> [Assigned task]: In the post about the Imperial Dogs, which issue of Flipside carried Mike Snider's review of Unchained Maladies: Live! 1974-75?

> [Excerpted text]:
====
Monday, June 4, 2012

The Imperial Dogs Captured In 'Flipside'!


"Classic super obscure glam-punk-sleaze-riff-rock heavily under the spell of the Stooges, MC5 and Dolls from a quartet of South Bay sickos fronted by future rock critic Don Waller from the fabled Lost Age of pre-'77 American garage-punk, now being issued (except for two tracks which came out in '77 as a posthumous 45) for the first time ever," wrote Mike Snider, reviewing the Imperial Dogs' Unchained Maladies: Live! 1974-75 album -- issued by Australian indie Dog Meat Records -- way back in the Spring 1990 issue of the semi-legendary, Southern California fanzine Flipside.

"Sloppy and FTW through and through, and remarkably contemporary in light of the current interest in Motor City sounds," continues Snider. "Crude, distorted and noisy in the best scuzzrock tradition, with sound quality worthy of GG Allin (this WAS recorded on a cassette recorder, some of it live at pre-Van Halen, pre-pay-to-play but still detestable Gazarri's, the rest done in a garage literally). 'Unchained Maladies' abounds in that sort of ingratiating abrasiveness that is the essence of the protopunk spirit -- not just a historical document ("This Ain't The Summer Of Love" was reworked and re-arranged by BOC on "Agents Of Fortune," the Imperial Dogs' biggest and only claim to fame until now) but a pretty cool record nevertheless, too!"

And a special howl 'n' woof from the Imperial Dogs to Carmen Hillebrew for pulling our tails to this "arty-fact," which we had ab-soul-utely no idea even existed. Until now.
====
> [Recorded data]:
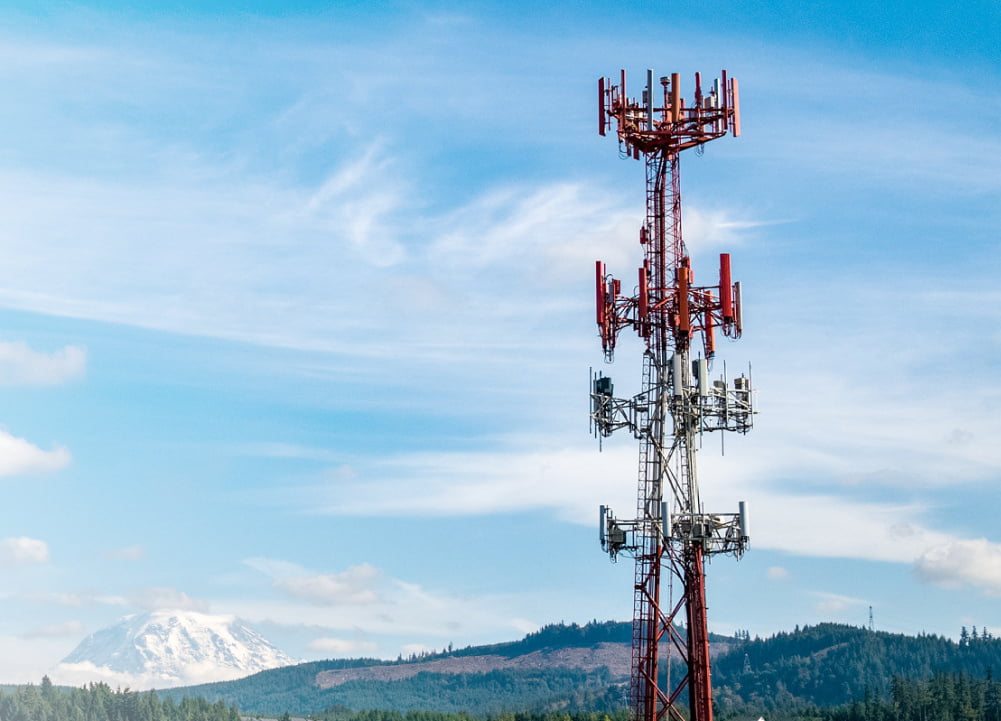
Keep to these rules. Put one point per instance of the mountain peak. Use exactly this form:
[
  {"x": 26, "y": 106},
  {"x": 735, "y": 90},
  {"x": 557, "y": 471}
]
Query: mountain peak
[{"x": 165, "y": 648}]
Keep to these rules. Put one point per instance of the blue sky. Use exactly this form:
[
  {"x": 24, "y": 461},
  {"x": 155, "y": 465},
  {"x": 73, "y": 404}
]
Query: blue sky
[{"x": 296, "y": 314}]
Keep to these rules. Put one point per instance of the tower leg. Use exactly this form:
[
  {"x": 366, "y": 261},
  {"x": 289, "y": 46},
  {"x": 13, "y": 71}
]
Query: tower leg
[{"x": 700, "y": 685}]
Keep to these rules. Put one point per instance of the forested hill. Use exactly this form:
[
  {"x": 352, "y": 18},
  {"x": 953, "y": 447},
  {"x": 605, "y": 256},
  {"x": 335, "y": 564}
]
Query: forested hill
[
  {"x": 558, "y": 667},
  {"x": 832, "y": 664},
  {"x": 586, "y": 669}
]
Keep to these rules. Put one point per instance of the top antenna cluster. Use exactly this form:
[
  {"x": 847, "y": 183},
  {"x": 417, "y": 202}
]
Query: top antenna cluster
[{"x": 661, "y": 120}]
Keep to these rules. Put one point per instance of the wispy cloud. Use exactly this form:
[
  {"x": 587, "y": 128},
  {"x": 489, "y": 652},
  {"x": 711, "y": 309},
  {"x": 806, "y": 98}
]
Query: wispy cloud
[
  {"x": 21, "y": 551},
  {"x": 960, "y": 563},
  {"x": 20, "y": 366},
  {"x": 69, "y": 629},
  {"x": 18, "y": 457},
  {"x": 156, "y": 598}
]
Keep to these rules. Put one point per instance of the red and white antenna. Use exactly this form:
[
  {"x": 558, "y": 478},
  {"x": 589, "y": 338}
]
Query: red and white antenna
[{"x": 671, "y": 312}]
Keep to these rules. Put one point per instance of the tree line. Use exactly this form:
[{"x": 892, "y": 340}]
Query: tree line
[{"x": 97, "y": 702}]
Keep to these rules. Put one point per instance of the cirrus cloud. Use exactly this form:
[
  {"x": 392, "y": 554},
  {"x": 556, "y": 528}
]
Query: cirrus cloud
[
  {"x": 20, "y": 366},
  {"x": 21, "y": 551},
  {"x": 18, "y": 457}
]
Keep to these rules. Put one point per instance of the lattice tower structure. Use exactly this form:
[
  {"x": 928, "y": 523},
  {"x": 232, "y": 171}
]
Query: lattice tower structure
[{"x": 677, "y": 403}]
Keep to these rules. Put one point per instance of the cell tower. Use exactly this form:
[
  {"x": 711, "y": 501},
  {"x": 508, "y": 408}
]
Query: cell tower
[{"x": 678, "y": 401}]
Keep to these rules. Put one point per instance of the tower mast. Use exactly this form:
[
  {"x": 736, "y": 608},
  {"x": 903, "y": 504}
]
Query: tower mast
[{"x": 677, "y": 403}]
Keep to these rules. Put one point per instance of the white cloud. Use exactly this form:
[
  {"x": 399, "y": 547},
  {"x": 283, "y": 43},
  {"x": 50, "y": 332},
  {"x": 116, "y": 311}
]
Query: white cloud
[
  {"x": 18, "y": 457},
  {"x": 22, "y": 551},
  {"x": 342, "y": 647},
  {"x": 962, "y": 562},
  {"x": 20, "y": 366},
  {"x": 78, "y": 674},
  {"x": 356, "y": 585},
  {"x": 67, "y": 629},
  {"x": 156, "y": 598},
  {"x": 836, "y": 604},
  {"x": 394, "y": 609}
]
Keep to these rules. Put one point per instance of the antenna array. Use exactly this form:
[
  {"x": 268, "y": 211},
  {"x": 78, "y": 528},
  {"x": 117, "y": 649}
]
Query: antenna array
[{"x": 679, "y": 399}]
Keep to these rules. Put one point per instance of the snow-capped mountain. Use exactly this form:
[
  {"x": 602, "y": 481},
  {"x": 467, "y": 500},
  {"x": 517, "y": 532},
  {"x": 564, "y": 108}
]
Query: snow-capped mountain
[{"x": 162, "y": 649}]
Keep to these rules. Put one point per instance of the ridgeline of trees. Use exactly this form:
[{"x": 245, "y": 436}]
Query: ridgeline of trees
[
  {"x": 479, "y": 694},
  {"x": 97, "y": 702},
  {"x": 831, "y": 665}
]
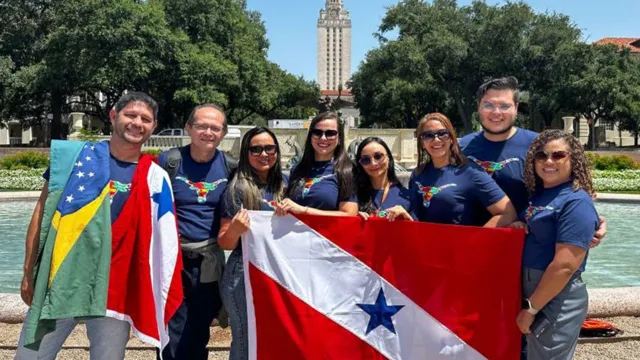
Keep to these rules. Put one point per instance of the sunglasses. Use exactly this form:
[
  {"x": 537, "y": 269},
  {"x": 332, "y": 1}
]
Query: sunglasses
[
  {"x": 329, "y": 134},
  {"x": 442, "y": 134},
  {"x": 555, "y": 156},
  {"x": 257, "y": 150},
  {"x": 366, "y": 159}
]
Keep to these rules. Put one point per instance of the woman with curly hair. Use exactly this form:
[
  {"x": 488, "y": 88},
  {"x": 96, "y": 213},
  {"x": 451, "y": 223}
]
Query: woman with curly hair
[
  {"x": 560, "y": 222},
  {"x": 446, "y": 188}
]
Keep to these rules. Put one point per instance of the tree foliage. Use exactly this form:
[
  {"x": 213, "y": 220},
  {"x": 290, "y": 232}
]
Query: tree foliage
[{"x": 444, "y": 51}]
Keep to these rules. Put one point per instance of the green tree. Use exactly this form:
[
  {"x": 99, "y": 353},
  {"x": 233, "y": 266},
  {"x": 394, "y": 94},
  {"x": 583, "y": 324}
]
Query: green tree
[
  {"x": 599, "y": 92},
  {"x": 444, "y": 51}
]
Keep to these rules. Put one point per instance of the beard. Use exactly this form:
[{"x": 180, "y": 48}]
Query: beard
[{"x": 508, "y": 128}]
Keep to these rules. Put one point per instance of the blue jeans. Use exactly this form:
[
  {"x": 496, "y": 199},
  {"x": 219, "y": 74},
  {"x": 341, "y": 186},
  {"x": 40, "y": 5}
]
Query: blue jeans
[
  {"x": 108, "y": 339},
  {"x": 234, "y": 299},
  {"x": 189, "y": 328}
]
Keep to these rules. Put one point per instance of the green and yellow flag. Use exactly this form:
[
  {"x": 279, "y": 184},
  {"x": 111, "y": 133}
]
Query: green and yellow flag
[{"x": 72, "y": 272}]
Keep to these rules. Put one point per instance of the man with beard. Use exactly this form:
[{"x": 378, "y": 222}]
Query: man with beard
[
  {"x": 133, "y": 117},
  {"x": 501, "y": 148}
]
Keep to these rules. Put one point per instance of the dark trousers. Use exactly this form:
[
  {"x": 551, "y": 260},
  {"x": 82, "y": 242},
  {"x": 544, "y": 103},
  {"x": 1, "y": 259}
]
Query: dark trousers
[{"x": 189, "y": 327}]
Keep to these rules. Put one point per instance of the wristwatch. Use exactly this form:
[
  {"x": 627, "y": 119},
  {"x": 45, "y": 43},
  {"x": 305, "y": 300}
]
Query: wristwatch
[{"x": 528, "y": 307}]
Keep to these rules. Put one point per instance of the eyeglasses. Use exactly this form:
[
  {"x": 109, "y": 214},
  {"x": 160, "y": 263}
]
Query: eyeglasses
[
  {"x": 442, "y": 134},
  {"x": 203, "y": 127},
  {"x": 366, "y": 160},
  {"x": 493, "y": 107},
  {"x": 329, "y": 134},
  {"x": 258, "y": 149},
  {"x": 555, "y": 156}
]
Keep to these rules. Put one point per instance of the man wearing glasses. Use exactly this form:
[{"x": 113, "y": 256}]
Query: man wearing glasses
[{"x": 199, "y": 174}]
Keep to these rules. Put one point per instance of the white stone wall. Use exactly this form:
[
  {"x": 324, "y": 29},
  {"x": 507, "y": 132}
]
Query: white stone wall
[
  {"x": 334, "y": 47},
  {"x": 322, "y": 58}
]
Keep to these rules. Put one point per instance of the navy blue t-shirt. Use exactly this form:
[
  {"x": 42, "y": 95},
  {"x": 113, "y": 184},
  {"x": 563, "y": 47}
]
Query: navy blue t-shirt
[
  {"x": 197, "y": 189},
  {"x": 450, "y": 195},
  {"x": 320, "y": 189},
  {"x": 397, "y": 195},
  {"x": 119, "y": 186},
  {"x": 504, "y": 161},
  {"x": 557, "y": 215}
]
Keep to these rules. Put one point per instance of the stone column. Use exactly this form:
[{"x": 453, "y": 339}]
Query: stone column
[
  {"x": 568, "y": 124},
  {"x": 75, "y": 119},
  {"x": 27, "y": 135},
  {"x": 4, "y": 136}
]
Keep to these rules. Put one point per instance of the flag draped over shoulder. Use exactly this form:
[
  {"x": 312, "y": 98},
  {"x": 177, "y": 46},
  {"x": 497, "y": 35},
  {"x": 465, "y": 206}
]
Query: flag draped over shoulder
[
  {"x": 87, "y": 267},
  {"x": 343, "y": 288}
]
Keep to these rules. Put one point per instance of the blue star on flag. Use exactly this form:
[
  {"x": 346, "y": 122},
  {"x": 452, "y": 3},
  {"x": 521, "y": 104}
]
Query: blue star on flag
[{"x": 380, "y": 313}]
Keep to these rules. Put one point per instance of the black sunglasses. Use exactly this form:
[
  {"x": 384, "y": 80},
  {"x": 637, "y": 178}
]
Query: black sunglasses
[
  {"x": 329, "y": 134},
  {"x": 257, "y": 150},
  {"x": 555, "y": 156},
  {"x": 366, "y": 159},
  {"x": 442, "y": 134}
]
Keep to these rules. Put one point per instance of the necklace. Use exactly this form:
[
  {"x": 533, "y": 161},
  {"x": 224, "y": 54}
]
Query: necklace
[{"x": 380, "y": 212}]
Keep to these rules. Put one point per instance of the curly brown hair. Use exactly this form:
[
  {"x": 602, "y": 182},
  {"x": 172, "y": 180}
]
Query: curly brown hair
[
  {"x": 580, "y": 172},
  {"x": 456, "y": 158}
]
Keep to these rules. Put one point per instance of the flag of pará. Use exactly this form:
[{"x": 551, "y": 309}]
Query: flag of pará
[
  {"x": 88, "y": 267},
  {"x": 344, "y": 288}
]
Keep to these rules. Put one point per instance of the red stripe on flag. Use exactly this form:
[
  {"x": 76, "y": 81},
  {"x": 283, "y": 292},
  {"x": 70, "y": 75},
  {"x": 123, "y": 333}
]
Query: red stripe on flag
[
  {"x": 130, "y": 290},
  {"x": 288, "y": 328},
  {"x": 467, "y": 278}
]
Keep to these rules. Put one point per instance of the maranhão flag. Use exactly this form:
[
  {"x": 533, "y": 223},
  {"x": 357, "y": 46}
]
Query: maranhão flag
[
  {"x": 344, "y": 288},
  {"x": 88, "y": 267}
]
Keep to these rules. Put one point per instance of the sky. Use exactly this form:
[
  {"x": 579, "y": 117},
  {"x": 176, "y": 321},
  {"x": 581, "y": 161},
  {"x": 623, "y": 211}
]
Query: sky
[{"x": 291, "y": 25}]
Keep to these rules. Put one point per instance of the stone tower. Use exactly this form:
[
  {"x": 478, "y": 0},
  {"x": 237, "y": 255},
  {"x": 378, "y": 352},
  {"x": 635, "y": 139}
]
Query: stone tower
[{"x": 334, "y": 46}]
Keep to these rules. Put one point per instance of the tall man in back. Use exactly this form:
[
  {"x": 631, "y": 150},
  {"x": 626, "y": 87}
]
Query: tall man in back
[{"x": 501, "y": 148}]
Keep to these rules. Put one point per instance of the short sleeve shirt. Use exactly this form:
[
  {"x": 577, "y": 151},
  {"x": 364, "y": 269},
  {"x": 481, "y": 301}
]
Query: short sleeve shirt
[
  {"x": 320, "y": 190},
  {"x": 504, "y": 161},
  {"x": 121, "y": 175},
  {"x": 197, "y": 189},
  {"x": 557, "y": 215},
  {"x": 450, "y": 195}
]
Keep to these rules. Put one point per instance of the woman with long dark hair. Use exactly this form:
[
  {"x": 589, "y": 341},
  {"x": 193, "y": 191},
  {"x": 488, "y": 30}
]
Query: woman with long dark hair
[
  {"x": 561, "y": 219},
  {"x": 447, "y": 189},
  {"x": 258, "y": 184},
  {"x": 322, "y": 183},
  {"x": 380, "y": 193}
]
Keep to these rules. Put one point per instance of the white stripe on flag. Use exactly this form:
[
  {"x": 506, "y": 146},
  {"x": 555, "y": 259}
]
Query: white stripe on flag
[
  {"x": 332, "y": 281},
  {"x": 163, "y": 252}
]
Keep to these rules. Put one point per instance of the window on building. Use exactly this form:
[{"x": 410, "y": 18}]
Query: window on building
[{"x": 608, "y": 125}]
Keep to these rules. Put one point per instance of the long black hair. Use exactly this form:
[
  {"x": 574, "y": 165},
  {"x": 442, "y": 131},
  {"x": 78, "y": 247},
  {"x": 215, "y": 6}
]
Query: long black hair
[
  {"x": 343, "y": 167},
  {"x": 243, "y": 188},
  {"x": 365, "y": 187}
]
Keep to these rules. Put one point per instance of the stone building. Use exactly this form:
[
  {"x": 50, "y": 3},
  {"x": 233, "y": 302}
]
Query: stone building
[{"x": 334, "y": 46}]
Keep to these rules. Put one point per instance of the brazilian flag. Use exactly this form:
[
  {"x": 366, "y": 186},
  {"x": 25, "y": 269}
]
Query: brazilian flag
[{"x": 72, "y": 272}]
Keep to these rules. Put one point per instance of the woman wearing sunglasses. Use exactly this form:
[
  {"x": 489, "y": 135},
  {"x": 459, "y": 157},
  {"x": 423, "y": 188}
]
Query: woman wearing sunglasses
[
  {"x": 447, "y": 189},
  {"x": 322, "y": 182},
  {"x": 258, "y": 184},
  {"x": 561, "y": 219},
  {"x": 380, "y": 193}
]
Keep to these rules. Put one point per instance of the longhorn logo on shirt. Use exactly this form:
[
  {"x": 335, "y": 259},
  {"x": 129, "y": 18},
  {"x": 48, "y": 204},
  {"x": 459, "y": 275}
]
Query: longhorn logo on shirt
[
  {"x": 271, "y": 204},
  {"x": 429, "y": 191},
  {"x": 491, "y": 167},
  {"x": 534, "y": 210},
  {"x": 202, "y": 188},
  {"x": 309, "y": 182},
  {"x": 116, "y": 187}
]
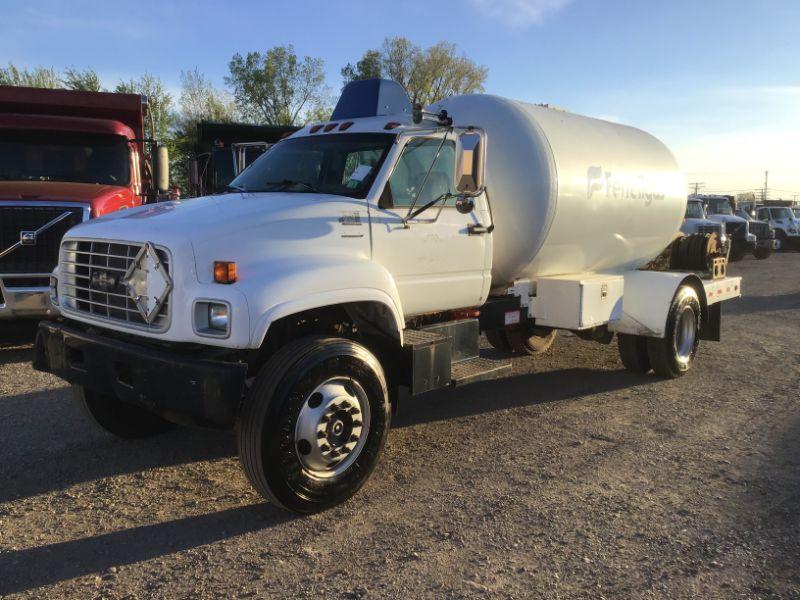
====
> [Answer section]: The Spring 1990 issue.